Please restate word for word the line holding "Exercise. Spot the white blouse" and every following line through the end of the entries.
** Data provided follows **
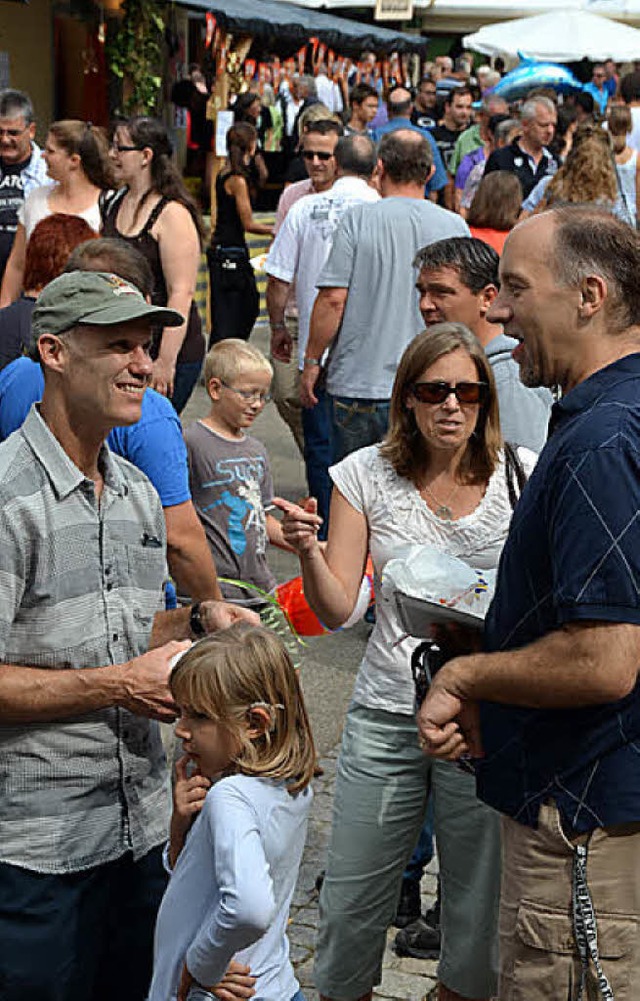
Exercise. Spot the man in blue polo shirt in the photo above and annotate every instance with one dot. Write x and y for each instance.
(557, 731)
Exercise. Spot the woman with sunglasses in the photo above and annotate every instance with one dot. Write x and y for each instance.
(439, 477)
(76, 155)
(154, 213)
(234, 297)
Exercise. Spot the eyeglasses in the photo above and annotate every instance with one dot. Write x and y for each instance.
(309, 154)
(437, 392)
(250, 395)
(12, 133)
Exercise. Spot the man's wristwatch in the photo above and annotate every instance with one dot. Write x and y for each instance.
(195, 621)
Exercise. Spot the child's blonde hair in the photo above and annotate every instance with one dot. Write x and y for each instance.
(229, 358)
(227, 674)
(619, 119)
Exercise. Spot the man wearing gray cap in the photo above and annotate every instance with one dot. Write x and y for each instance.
(83, 785)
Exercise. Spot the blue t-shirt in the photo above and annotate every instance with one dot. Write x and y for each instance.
(439, 179)
(154, 444)
(573, 555)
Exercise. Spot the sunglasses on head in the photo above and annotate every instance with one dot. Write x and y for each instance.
(437, 392)
(309, 154)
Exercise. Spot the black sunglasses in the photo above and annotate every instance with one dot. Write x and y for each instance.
(437, 392)
(308, 154)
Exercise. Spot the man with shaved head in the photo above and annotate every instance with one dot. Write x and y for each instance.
(399, 107)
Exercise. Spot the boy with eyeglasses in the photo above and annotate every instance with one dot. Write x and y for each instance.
(229, 471)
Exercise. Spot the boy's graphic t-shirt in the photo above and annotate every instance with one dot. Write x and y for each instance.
(230, 484)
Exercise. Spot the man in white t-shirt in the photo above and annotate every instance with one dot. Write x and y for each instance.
(318, 142)
(367, 305)
(298, 253)
(21, 165)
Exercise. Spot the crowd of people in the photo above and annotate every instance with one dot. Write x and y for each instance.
(453, 293)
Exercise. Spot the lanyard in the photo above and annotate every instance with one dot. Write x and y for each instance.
(584, 926)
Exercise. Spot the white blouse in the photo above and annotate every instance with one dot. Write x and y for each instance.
(397, 516)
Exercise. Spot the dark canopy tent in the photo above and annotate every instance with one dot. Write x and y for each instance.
(295, 25)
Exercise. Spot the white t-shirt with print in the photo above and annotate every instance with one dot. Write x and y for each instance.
(398, 516)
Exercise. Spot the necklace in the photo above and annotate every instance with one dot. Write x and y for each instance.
(443, 510)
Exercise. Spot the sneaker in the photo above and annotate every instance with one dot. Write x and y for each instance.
(409, 904)
(418, 940)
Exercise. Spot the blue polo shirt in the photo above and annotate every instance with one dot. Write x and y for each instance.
(573, 555)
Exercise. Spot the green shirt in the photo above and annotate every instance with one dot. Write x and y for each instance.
(467, 142)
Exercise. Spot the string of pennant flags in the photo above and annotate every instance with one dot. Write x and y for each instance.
(277, 70)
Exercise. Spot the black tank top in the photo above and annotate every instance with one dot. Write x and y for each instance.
(229, 231)
(192, 348)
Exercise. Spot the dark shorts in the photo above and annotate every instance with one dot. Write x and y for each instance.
(84, 936)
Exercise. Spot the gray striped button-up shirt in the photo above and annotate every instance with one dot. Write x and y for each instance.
(80, 583)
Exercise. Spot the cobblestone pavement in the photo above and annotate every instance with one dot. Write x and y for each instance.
(403, 979)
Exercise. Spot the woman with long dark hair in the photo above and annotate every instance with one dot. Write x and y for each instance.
(234, 297)
(154, 213)
(438, 478)
(76, 154)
** End of Data provided **
◆ Worked solution
Exercise. Spot the white blouse in the photo above and annotate every instance with one dot. Write x and y for each instance.
(397, 516)
Exercise. Spot the dark canopy tent in the photo above and annotate every instance with one dot. Write x and y for each instance.
(295, 25)
Exercise. Spot the white t-shirt with print in the photo above and annotate every instance with one dot. Write x and y for each instance.
(398, 516)
Exercise. Spot the necklace in the photo above and annotate every instance with one dot. Write x and y for each instance.
(443, 510)
Exercise. Spot the sneaker in the photo above and annotate every instance with one dot. Write x and y for each instance.
(409, 904)
(418, 940)
Exercise. Spot the blue polo shirt in the photo above and annotate every instance with one dot. Write x and y for each instance.
(573, 555)
Exercise. Spot the green shirt in the photo above and annotate every instance with one dot. Write x and y for each instance.
(467, 142)
Exercise. Spot the string of pennant flags in the photo above and annotate every instance with one dot. Write x and y for each instance.
(277, 70)
Exercise. Spot the black tank top in the photo above and annotate every instance with one dot. Write x and y for each instance.
(229, 231)
(192, 348)
Exercise. Spot the dark shorts in the photo above and annotate every instance with one dot. Write x and y for each instance.
(84, 936)
Exercise. Spot the gray striped button-up shirt in the photo above and annotate every instance with one dot. Write x and y for each instance.
(80, 583)
Exercise. Spot the cobblestone pavement in the photo above and annotate every instance with one dot. Write x and y for each instance.
(403, 979)
Exercise. Spot the woman with long dark hair in the photo above and annotate every instance with one dot. Write x and y for each instance.
(234, 297)
(154, 213)
(438, 478)
(76, 154)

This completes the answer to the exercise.